> [The task] Reproduce every record below exactly as it appears.

[Records]
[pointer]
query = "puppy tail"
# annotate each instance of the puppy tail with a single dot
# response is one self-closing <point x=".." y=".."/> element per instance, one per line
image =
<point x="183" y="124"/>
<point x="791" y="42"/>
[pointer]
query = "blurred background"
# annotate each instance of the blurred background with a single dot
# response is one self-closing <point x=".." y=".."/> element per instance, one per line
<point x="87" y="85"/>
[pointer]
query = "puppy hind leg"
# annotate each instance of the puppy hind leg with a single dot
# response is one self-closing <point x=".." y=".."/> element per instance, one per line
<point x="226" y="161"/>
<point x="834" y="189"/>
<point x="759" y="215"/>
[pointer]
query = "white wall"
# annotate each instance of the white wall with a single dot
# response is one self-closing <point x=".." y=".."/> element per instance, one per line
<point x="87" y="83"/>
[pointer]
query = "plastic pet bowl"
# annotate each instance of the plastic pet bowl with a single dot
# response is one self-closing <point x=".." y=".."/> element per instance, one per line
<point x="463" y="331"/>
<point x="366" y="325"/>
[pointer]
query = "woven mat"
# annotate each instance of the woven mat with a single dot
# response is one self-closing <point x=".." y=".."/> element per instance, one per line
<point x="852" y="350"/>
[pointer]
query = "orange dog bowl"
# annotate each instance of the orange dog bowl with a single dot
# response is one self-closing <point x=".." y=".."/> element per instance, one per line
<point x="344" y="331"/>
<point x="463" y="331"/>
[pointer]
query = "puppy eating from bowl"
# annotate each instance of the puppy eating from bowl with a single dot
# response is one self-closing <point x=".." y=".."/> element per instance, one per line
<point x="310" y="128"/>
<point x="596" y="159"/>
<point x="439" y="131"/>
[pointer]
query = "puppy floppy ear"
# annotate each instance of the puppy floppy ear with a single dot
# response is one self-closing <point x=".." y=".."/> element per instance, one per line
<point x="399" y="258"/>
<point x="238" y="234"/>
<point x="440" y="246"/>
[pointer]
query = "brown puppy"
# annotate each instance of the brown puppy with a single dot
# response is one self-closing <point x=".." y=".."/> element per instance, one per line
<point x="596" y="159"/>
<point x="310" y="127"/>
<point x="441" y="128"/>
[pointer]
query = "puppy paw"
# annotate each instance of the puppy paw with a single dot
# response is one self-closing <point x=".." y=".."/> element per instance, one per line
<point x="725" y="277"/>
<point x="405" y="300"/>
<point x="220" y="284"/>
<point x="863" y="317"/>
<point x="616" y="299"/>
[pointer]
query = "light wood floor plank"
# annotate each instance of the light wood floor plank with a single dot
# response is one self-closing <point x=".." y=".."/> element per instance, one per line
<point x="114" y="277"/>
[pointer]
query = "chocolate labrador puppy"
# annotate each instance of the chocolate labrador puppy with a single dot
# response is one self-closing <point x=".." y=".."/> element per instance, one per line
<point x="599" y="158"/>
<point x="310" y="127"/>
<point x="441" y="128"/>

> [Reply]
[pointer]
query = "puppy tail"
# annotate each instance of the puppy tail with a single dot
# response is one self-closing <point x=".." y=".."/> element per instance, one per line
image =
<point x="183" y="124"/>
<point x="791" y="42"/>
[pointer]
query = "blurred background"
# annotate each instance of the blurred background with a single dot
# response is one self-closing <point x=".." y=".."/> element per instance, one per line
<point x="87" y="85"/>
[pointer]
query = "puppy hind leg"
# annotate each instance of the puppy hind leg with a single dot
# response is one self-closing <point x=".." y=".."/> element per instance, one per line
<point x="226" y="161"/>
<point x="834" y="189"/>
<point x="759" y="215"/>
[pointer]
query = "white wall"
# annotate each instance of the white wall with a single dot
# response is one self-closing <point x=".." y=".."/> element per instance, one per line
<point x="87" y="83"/>
[pointer]
query = "plastic pet bowl"
# annotate each instance of the plastic pet bowl with a single dot
# response is one self-closing <point x=".." y=".."/> element per instance, one per line
<point x="463" y="331"/>
<point x="366" y="325"/>
[pointer]
query = "woven mat"
# annotate each instance of the woven mat with a single dot
# response is one self-closing <point x=".." y=".."/> element per instance, one per line
<point x="852" y="350"/>
[pointer]
query = "orange dog bowl"
# annotate each instance of the orange dog bowl with a single dot
# response is one self-closing <point x=".." y=".."/> element per instance, one per line
<point x="344" y="331"/>
<point x="463" y="331"/>
[pointer]
query = "puppy eating from bowl"
# annotate each instance of the puppy eating from bowl with a single dot
# response is one self-closing <point x=".." y=".."/> element per instance, one per line
<point x="310" y="128"/>
<point x="596" y="159"/>
<point x="439" y="131"/>
[pointer]
query = "puppy floppy ear"
# annotate each instance of the puppy floppy ear with a single dot
# response is one self-closing <point x=".." y=".."/> element per instance, one per line
<point x="399" y="258"/>
<point x="238" y="234"/>
<point x="440" y="246"/>
[pointer]
query = "brown puppy"
# annotate each instance of the brown puppy with a single dot
# response is one self-closing <point x=".." y=".."/> element per instance, one per line
<point x="596" y="159"/>
<point x="310" y="127"/>
<point x="441" y="128"/>
[pointer]
query = "puppy paw"
# annotate each instance of the puppy paw with a single dot
# response is one self-closing <point x=".." y=".."/> element per instance, one per line
<point x="725" y="277"/>
<point x="405" y="300"/>
<point x="220" y="284"/>
<point x="863" y="317"/>
<point x="616" y="299"/>
[pointer]
query = "light wood floor plank"
# annotate each instance of the light wood floor plank with a single dot
# response is one self-closing <point x=".." y=".."/> element per instance, one per line
<point x="114" y="277"/>
[pointer]
query = "chocolate labrador puppy"
# annotate each instance of the chocolate labrador puppy with a single dot
# response is one self-closing <point x=".." y=".."/> element per instance, one per line
<point x="599" y="158"/>
<point x="310" y="127"/>
<point x="441" y="128"/>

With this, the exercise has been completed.